Source passage:
--- --- ---

Most of the clients who walk through the doors of McClure fitness are trying to get fit. 75% of the time, that means attempting to lose weight, whether it be 5 pounds or 75 pounds. I get stuck in a fitness bubble where I concentrate all my energy on helping folks lose weight and burn as many calories as possible. However, I also try to encourage my people to celebrate “non-scale victories” also. These are victories that are a direct result of habitual exercise that the scale cannot measure. Non-scale victories can be anything from getting off diabetes or blood pressure medicine, doing a real push- or pull-up for the first time, keeping up with family on an active vacation like Disney World, buying smaller clothes, sleeping better and gaining confidence.
All of these victories are visible. You can step inside the gym doors and see that real pushup, you can log onto Facebook and see the picture of Susie in her new, slim shorts, chasing her sons at Disney. These are real, concrete things that don’t take imagination.
But not everything is that concrete, that black and white.
Sometimes, the biggest non-scale victory is an emotional one.
Sometimes, the physical work our bodies can do will literally not only change the outside…but also the inside.

--- --- ---

Recorded information:
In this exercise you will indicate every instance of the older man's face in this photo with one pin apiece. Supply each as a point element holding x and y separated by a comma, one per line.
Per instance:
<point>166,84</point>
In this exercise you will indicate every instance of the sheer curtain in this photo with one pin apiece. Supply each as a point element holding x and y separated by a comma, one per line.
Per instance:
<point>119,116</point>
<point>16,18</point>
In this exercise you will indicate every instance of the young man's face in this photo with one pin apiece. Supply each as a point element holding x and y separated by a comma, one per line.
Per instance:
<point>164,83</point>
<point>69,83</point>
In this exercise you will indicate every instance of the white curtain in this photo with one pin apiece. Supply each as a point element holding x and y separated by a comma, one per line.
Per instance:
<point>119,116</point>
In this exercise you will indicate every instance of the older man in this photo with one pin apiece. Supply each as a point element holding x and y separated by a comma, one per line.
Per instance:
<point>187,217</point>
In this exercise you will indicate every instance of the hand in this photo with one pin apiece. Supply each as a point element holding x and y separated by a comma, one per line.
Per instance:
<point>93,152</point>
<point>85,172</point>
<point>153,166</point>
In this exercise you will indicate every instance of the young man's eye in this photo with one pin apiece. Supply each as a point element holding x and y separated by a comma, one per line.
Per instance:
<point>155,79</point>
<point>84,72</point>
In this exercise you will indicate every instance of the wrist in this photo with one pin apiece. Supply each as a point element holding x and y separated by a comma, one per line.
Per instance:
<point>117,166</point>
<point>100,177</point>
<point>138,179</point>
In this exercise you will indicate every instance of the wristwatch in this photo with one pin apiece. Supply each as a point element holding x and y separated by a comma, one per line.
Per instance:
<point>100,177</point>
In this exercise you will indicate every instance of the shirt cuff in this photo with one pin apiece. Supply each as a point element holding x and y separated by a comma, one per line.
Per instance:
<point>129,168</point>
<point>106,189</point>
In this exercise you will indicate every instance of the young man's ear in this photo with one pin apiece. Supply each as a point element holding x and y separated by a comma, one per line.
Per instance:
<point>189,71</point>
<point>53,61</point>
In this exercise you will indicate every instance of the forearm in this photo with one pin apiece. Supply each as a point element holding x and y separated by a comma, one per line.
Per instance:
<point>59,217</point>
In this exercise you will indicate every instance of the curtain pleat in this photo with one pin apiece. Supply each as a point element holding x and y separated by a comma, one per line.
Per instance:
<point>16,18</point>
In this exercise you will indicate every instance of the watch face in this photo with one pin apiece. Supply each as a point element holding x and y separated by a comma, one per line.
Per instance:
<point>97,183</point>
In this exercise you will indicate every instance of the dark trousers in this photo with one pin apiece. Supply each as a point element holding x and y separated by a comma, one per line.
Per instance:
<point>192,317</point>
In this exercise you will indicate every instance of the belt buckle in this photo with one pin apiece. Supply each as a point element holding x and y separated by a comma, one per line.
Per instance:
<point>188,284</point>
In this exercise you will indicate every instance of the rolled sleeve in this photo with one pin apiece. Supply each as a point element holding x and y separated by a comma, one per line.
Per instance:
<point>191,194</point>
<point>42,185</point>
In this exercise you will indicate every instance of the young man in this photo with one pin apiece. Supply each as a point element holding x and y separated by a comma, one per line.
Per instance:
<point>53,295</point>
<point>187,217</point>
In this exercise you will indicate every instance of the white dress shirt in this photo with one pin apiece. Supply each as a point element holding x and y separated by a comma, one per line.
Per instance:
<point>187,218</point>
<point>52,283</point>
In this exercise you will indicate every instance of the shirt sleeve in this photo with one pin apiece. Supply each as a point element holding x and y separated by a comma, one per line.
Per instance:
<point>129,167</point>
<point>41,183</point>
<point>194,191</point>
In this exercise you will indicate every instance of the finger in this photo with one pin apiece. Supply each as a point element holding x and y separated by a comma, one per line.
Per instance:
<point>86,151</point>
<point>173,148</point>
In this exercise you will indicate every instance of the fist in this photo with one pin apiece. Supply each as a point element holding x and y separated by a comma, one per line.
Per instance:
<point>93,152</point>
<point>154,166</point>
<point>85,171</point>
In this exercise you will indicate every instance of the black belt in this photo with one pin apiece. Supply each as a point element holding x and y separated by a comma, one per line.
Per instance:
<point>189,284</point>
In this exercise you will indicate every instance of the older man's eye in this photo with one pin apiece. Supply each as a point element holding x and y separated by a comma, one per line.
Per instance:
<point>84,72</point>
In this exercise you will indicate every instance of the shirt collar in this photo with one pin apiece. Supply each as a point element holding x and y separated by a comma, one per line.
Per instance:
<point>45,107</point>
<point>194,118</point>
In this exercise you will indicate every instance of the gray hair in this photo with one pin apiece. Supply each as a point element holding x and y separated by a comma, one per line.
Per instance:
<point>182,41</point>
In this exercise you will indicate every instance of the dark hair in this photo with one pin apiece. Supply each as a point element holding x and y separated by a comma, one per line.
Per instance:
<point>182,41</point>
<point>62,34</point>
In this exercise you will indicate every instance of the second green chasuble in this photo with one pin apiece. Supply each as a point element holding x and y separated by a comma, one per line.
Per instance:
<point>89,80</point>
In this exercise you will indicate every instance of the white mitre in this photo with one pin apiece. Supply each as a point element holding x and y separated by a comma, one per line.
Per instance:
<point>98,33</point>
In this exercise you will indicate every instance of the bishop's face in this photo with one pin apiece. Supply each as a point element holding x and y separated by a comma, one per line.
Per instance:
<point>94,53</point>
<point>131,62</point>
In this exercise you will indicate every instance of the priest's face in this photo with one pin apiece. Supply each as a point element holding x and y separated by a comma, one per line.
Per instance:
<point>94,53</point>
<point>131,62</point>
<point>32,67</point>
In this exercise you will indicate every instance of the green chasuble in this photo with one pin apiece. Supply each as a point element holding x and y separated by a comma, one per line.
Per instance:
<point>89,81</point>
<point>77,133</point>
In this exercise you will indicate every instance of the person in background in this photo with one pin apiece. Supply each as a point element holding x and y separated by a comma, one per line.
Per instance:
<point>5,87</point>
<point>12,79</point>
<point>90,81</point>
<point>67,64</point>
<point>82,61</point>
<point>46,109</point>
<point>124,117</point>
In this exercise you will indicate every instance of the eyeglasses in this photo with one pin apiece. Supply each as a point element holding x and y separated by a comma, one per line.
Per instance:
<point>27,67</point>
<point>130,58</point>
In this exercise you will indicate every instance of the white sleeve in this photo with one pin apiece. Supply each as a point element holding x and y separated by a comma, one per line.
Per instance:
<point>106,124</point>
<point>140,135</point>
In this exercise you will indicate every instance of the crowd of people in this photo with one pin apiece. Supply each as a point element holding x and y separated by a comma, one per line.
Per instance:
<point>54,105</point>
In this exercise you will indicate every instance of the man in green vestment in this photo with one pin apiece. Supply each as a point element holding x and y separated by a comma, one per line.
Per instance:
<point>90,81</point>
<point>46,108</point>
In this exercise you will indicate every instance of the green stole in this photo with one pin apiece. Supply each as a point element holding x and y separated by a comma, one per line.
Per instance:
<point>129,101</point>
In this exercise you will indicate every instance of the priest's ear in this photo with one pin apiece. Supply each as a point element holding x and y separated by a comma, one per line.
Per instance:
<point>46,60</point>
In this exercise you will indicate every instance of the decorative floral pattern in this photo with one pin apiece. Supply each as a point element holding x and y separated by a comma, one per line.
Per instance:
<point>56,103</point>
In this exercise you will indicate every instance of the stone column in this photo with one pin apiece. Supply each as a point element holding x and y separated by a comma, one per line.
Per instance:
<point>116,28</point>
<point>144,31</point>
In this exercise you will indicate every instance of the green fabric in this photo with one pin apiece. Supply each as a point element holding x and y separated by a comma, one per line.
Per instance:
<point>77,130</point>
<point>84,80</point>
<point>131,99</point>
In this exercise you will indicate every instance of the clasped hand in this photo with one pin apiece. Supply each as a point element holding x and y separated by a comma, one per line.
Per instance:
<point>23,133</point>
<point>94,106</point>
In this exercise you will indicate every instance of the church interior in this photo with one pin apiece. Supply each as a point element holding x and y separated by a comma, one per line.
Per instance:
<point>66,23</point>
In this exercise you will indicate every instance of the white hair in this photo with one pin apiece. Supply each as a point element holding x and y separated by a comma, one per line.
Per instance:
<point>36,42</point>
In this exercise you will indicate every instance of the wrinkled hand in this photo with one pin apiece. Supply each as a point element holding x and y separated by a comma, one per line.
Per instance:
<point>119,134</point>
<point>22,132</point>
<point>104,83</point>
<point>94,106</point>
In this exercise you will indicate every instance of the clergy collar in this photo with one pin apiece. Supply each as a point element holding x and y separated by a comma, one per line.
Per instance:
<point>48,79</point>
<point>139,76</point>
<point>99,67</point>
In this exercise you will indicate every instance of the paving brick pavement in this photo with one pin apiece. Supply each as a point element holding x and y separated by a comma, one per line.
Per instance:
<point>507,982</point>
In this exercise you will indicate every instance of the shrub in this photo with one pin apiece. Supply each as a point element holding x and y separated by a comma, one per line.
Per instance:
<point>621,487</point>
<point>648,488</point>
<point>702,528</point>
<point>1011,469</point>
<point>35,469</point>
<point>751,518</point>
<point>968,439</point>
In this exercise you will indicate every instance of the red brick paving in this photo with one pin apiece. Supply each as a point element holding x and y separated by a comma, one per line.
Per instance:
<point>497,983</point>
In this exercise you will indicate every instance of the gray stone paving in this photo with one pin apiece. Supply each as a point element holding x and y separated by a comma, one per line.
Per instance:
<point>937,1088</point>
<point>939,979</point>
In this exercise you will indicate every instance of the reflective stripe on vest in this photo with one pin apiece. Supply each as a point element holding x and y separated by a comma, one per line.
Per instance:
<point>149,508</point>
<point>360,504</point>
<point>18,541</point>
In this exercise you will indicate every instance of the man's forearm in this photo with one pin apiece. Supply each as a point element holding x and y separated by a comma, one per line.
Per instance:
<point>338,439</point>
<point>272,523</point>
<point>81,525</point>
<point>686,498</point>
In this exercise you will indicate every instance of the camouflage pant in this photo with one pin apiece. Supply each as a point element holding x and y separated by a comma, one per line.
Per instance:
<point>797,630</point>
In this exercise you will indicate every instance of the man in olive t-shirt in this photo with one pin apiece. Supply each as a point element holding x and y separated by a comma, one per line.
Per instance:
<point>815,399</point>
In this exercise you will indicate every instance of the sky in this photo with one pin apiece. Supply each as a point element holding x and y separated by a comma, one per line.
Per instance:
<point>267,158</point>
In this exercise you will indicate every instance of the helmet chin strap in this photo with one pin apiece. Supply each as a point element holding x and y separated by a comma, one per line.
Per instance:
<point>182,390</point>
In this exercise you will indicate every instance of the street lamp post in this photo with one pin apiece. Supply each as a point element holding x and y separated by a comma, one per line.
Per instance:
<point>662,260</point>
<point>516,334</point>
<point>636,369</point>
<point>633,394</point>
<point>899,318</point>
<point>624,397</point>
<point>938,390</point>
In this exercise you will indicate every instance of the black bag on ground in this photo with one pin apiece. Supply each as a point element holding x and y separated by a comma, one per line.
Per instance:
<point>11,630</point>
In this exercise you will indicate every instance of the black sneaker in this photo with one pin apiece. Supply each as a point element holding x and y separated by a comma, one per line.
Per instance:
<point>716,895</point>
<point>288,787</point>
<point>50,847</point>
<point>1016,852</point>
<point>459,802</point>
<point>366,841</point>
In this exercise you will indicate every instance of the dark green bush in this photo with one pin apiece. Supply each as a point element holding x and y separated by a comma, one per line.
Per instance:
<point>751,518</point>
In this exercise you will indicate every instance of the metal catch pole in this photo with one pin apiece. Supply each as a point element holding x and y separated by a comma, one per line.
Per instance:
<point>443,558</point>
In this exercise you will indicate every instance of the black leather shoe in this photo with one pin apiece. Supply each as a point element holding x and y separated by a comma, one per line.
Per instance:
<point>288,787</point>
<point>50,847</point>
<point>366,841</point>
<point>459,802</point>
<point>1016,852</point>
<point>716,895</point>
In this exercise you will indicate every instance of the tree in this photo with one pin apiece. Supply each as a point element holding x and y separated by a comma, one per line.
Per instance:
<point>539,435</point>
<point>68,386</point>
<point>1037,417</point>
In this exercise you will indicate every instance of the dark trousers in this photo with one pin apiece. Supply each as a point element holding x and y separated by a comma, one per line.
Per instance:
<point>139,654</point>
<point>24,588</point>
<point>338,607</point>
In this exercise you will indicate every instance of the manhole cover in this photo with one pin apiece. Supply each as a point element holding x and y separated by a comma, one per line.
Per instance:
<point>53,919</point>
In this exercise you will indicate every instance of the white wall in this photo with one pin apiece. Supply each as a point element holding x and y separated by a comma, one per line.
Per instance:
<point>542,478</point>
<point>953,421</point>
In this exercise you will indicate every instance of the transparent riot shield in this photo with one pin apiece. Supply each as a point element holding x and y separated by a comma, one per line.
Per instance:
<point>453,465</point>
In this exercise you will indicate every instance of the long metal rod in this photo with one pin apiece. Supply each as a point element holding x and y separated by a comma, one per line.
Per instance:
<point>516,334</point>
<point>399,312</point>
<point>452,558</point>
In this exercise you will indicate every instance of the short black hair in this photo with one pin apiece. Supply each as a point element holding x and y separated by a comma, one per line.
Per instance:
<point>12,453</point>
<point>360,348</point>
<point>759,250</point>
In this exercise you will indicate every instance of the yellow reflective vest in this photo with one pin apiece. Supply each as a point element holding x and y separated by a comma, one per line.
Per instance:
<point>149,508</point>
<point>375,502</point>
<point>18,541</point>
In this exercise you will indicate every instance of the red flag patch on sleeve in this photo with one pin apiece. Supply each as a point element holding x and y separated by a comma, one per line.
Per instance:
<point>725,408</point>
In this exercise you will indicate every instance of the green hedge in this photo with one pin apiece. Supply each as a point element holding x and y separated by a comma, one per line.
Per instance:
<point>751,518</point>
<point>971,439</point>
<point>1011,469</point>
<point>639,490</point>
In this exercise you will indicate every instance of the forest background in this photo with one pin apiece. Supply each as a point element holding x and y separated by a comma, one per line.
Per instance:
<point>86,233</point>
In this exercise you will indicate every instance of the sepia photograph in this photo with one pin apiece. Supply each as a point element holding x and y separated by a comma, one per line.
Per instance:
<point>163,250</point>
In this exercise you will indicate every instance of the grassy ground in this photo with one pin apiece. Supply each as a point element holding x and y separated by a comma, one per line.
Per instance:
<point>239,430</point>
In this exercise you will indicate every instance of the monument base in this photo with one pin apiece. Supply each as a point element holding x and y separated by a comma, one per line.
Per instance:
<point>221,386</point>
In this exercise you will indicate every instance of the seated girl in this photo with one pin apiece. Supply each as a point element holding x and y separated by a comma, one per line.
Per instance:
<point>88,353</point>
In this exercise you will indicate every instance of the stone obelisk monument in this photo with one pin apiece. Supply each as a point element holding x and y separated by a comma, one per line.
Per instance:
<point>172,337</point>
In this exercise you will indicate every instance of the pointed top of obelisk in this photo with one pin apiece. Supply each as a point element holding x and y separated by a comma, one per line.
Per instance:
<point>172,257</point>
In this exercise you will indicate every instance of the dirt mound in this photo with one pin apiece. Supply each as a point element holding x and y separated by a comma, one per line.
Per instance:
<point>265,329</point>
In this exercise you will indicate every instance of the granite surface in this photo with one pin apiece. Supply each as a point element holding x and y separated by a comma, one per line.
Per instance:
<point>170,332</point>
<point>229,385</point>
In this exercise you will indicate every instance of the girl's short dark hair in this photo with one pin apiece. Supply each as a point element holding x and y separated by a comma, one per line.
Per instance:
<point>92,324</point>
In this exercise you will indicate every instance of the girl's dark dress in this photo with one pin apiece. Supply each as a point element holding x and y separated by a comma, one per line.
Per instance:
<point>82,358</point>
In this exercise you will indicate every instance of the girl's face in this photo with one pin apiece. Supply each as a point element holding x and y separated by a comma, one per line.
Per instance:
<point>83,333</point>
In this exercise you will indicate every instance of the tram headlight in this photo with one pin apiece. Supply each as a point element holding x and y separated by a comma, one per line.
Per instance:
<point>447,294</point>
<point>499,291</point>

--- --- ---

List of tasks:
#1 Decide whether each statement agrees with the passage on non-scale victories, answering yes or no and quoting the words of the passage that decide it: (a) For most clients trying to get fit, the goal is usually weight loss. (b) The passage says every non-scale victory is visible. (c) The picture of Susie in her new shorts can be seen on Instagram.
#2 Continue the passage on non-scale victories from the sentence "Sometimes, the physical work our bodies can do will literally not only change the outside…but also the inside."

Results in order:
#1
(a) Yes: "75% of the time, that means attempting to lose weight"
(b) No: "Sometimes, the biggest non-scale victory is an emotional one."
(c) No: "you can log onto Facebook and see the picture of Susie"

#2
We all know that when you exercise, your body releases endorphins and boosts serotonin and dopamine. These are chemicals that trigger a positive feeling in the body; basically, they make you happy and act as your body’s natural anti-depressants.
One in ten people in the United States struggles with depression, and exercise is a proven and effective way to help treat the condition. Maybe you are the one who struggles with depression or maybe you have someone in your life who struggles. If you have someone in your life who does struggle with depression or anxiety, whether it is mild or severe, you need to learn how exercise can help so that you can help them. Maybe it will get you exercising, too!
1. Start out slowly. You can go for a walk or jog outside, or do an online workout video for 10-15 minutes. Just do exercise two or three times a week for a month, each time trying to add a couple more minutes. Work towards a goal, like running for 30 minutes or trying a group fitness class.
2. Ask some folks in your life to be accountability partners for you; tell them your exercise goals and check in with them at least once a week. Maybe they even live nearby and can meet you to exercise. Specifically ask an accountability partner to kindly force you to exercise on the days when you are feeling especially down or overwhelmed. Going for a walk with this person and talking about your day could be exactly what you need. If you are the accountability partner, do your job to encourage and motivate your friend toward goals; don’t allow excuses.
3. Set non-physical goals, like working out three times a week, hitting your daily water intake or talking to your accountability partner. If you need to clean up your diet, consider removing one bad food every couple of weeks: soda, processed sugar, white bread, etc. You can also use a food journal to learn what foods are healthy. My Fitness Pal is a free app that is easy to use and will provide calorie and nutrition information.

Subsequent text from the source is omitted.